Порядок работы —
a. Перепишите из разбора стихотворения фрагмент от «Постепенно в текст» до «а акт воли.», ничего в нём не меняя.
b. Напишите продолжение разбора стихотворения, начиная сразу после его последнего предложения.

Предложенный текст —
========

Свидетельство о публикации №125110700050
Жизнь как пустота, приведённая в движение
Поэтика внутреннего бытия в современном философском стихе
В представленном тексте мы имеем дело не столько с лирическим стихотворением, сколько с поэтической медитацией — циклом определений, собранных вокруг одного рефрена:
"Жизнь — пустота, но приведённая в движение".
Эта фраза, повторяющаяся как звуковой пульс, превращается в онтологическую формулу, где слово «жизнь» перестаёт быть биологическим или эмоциональным понятием. Оно становится чистой категорией бытия, как в философии Хайдеггера или Камю, — состоянием между «ничто» и «действием».
Жизнь, по мысли автора, не может быть статична: если она не движется, она не существует.
Отсюда вся структура стиха — ритуальная, циклическая, но при этом динамичная.
Композиция: от наблюдения к участию
Каждая строфа представляет собой самостоятельное определение, однако между ними — движение, напоминающее философскую эволюцию сознания.
В первых строках жизнь осмысляется как «расстояние от сейчас до никогда», как инерция и промедление. Это точка отчуждения: человек наблюдает жизнь со стороны.
Постепенно в текст проникают мотивы боли, вины, морали — «жизнь — это зло, нам всем несущее блага». Так поэт переходит от наблюдения к оценке, от факта к суждению.
Но подлинный поворот происходит в строфе:
"Но жизнь —
Возможность для непрошеной любви".
Здесь впервые появляется личное чувство, человечность.
Пустота начинает обретать тепло, движение наполняется смыслом.
Кульминация — в последней строфе, где звучит:
"А жизнь — лишь та, в которой вызвал ты движение".
Это уже не наблюдение и не суждение, а акт воли.
Жизнь оказывается не данным, а созданным — не состоянием, а результатом внутреннего усилия.
Поэтика и стиль
Автор работает с аскетичной речью — минималистической, ритмически строгой, без эпитетов, без украшательств.
Каждая строка — почти философское суждение, но за холодом точности ощущается эмоциональное давление.
Такой подход роднит текст с поэзией Иосифа Бродского — прежде всего с его метафизическими циклами 1970-х, где метафора уступает место логической структуре, а ритм подчинён смыслу.
При этом в языке можно уловить и эхо Цветаевой — прежде всего в лаконизме и интонационной нервности: каждая фраза как удар дыхания, каждая пауза как внутренний отклик.
Форма с постоянным повтором «Жизнь —» создаёт ритуальную интонацию, напоминая религиозный псалом или медитацию.
В этом — родство с поэзией Мандельштама, где повтор превращает фразу в самодовлеющий знак, способный не только описывать, но и производить смысл.

========

Выдержка из данных —

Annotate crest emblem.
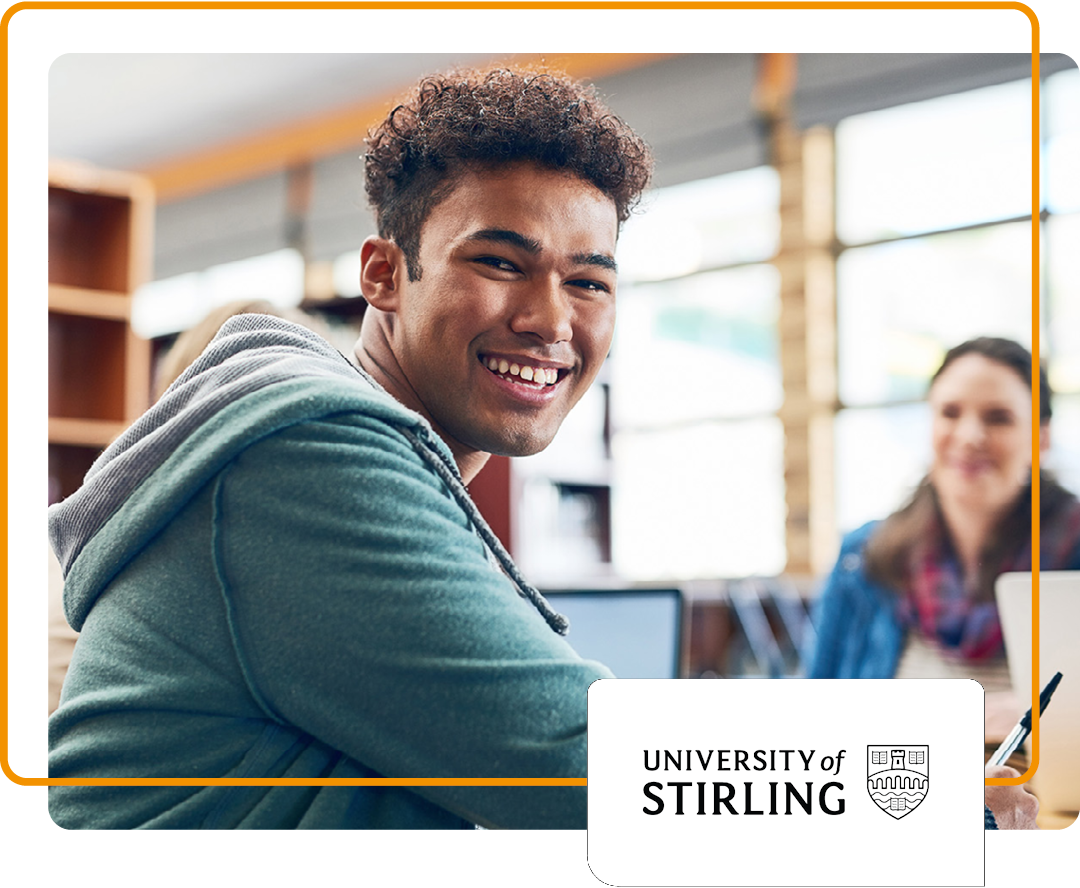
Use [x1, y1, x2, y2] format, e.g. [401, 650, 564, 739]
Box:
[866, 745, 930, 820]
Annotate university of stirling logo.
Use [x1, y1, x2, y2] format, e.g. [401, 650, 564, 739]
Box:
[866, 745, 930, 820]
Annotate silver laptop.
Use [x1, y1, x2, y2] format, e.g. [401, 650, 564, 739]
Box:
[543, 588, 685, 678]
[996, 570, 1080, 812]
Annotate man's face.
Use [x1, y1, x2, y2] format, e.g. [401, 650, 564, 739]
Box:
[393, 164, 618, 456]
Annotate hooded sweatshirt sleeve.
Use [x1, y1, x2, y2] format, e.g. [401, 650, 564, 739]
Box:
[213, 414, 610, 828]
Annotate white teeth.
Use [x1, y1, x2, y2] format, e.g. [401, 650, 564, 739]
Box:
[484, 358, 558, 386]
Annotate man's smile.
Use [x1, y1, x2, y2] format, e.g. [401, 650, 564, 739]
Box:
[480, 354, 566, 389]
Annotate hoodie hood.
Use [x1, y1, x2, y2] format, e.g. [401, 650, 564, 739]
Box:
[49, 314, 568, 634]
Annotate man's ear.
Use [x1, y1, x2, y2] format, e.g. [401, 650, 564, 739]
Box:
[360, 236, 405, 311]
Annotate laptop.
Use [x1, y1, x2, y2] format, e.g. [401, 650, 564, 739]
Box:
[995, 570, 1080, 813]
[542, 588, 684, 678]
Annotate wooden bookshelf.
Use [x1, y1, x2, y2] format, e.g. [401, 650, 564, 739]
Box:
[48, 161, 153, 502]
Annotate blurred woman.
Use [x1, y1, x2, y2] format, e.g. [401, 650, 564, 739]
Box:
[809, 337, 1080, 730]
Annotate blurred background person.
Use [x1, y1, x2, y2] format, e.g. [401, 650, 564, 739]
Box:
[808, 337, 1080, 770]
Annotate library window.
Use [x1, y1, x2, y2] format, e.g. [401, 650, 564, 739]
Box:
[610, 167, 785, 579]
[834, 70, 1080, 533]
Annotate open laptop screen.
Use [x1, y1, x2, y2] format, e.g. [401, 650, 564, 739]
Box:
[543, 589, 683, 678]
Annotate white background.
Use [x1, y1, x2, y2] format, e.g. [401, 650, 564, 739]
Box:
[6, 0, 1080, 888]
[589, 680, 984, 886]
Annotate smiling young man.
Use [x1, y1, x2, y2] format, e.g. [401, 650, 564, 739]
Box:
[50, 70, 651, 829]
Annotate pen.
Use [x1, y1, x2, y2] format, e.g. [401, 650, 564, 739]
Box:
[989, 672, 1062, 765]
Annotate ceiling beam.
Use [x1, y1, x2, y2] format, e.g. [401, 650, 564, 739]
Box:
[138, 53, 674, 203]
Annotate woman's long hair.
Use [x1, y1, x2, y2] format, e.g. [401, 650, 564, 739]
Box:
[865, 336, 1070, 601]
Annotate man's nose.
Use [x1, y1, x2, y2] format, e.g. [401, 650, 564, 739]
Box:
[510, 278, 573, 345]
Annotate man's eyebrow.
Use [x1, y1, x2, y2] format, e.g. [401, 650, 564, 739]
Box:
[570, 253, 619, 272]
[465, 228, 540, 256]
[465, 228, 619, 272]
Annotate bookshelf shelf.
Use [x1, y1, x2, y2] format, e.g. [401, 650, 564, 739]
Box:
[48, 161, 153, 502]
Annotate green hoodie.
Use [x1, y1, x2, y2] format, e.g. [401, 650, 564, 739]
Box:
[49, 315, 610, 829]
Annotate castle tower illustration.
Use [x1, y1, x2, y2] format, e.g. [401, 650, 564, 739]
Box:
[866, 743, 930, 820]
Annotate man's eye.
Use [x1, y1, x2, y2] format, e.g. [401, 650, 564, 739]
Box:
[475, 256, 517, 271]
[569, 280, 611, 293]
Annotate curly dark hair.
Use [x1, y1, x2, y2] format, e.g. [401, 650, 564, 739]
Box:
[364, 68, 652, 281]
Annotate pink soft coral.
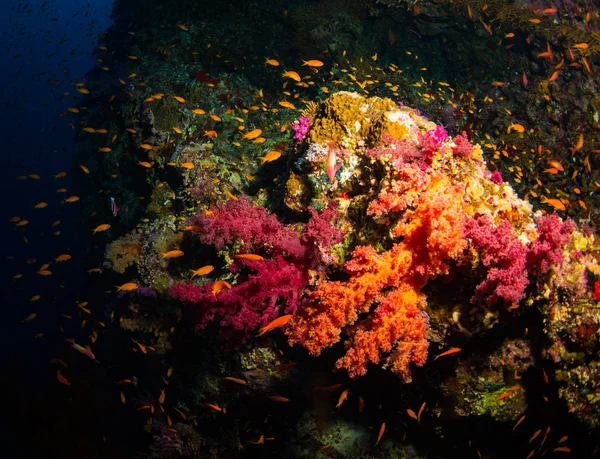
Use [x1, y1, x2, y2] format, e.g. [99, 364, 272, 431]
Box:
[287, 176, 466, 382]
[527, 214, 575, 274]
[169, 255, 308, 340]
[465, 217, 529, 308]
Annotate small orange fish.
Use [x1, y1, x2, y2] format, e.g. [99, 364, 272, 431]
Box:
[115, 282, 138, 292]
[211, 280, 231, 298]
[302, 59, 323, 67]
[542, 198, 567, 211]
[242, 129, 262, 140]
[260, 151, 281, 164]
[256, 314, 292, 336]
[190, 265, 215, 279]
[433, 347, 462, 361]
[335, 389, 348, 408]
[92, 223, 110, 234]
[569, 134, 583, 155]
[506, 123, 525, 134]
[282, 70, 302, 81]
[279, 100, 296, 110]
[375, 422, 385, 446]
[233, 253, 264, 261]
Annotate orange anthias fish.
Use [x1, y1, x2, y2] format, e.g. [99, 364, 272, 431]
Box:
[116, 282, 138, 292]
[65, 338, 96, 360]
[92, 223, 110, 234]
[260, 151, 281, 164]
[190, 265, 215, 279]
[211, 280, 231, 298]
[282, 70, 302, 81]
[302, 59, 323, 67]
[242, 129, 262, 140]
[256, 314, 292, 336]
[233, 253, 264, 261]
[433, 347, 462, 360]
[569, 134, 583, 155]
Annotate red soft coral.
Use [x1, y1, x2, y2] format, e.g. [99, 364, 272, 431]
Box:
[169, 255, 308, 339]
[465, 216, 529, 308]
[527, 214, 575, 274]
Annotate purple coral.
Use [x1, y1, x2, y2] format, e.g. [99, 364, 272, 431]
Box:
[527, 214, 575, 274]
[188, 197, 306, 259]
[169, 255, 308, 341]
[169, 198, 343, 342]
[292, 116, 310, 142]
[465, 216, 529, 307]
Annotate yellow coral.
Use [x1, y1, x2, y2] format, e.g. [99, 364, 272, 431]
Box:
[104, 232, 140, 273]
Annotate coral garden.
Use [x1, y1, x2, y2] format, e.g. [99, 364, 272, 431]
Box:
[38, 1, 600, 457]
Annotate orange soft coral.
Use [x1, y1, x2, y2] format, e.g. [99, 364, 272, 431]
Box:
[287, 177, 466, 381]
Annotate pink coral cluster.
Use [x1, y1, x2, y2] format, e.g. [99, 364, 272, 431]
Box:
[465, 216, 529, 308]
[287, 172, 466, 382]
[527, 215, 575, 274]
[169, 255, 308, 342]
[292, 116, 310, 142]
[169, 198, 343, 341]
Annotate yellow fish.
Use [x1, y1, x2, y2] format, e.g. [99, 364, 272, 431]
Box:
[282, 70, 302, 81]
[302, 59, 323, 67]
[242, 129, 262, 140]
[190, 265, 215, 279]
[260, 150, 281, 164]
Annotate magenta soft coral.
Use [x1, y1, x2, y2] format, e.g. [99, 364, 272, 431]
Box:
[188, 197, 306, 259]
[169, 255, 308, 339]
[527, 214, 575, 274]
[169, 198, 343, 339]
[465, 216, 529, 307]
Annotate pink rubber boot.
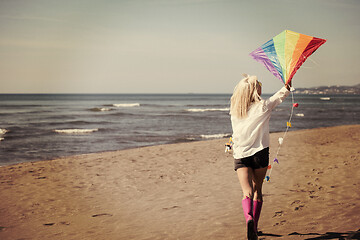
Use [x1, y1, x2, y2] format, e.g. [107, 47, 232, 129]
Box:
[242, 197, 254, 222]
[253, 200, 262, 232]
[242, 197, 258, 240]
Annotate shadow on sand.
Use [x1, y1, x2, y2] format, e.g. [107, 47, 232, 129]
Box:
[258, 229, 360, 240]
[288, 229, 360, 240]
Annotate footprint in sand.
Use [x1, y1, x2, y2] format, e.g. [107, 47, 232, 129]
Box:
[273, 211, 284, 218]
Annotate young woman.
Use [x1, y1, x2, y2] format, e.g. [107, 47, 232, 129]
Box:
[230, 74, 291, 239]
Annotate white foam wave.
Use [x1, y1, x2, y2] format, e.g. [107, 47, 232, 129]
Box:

========

Ответы по пунктам —
a.
Постепенно в текст проникают мотивы боли, вины, морали — «жизнь — это зло, нам всем несущее блага». Так поэт переходит от наблюдения к оценке, от факта к суждению.
Но подлинный поворот происходит в строфе:
"Но жизнь —
Возможность для непрошеной любви".
Здесь впервые появляется личное чувство, человечность.
Пустота начинает обретать тепло, движение наполняется смыслом.
Кульминация — в последней строфе, где звучит:
"А жизнь — лишь та, в которой вызвал ты движение".
Это уже не наблюдение и не суждение, а акт воли.

b.
Философские параллели
На уровне идей текст перекликается с экзистенциализмом Камю и Сартра.
Жизнь как «пустота, приведённая в движение» — это камюанская формула «смысла в бессмысленном»: человек существует не вопреки пустоте, а внутри неё, наполняя её движением, действием, любовью.
Это не отрицание, а принятие: согласие на абсурд, которое становится свободой.
Если обратиться к поэтической традиции, то подобный взгляд на бытие можно найти у Рильке — в «Дуинских элегиях»:
«Красота — начало ужаса, которое мы ещё выносим».
У тебя — то же ощущение: жизнь — не добро, не зло, а просто движение, в котором и боль, и смысл сливаются в одно.
Интонация и ритм
Ритм стихотворения строится на внутреннем пульсе, где каждая строфа — вдох и выдох.
Тире после слова «Жизнь» задаёт паузу, заставляющую читателя мысленно дополнять смысл.
Эта пауза — момент осознания, короткий отрезок между мыслью и произнесением, между жизнью и смертью.
Таким образом, сам синтаксис становится метафорой движения, а пустота между строк — тем пространством, где жизнь и происходит.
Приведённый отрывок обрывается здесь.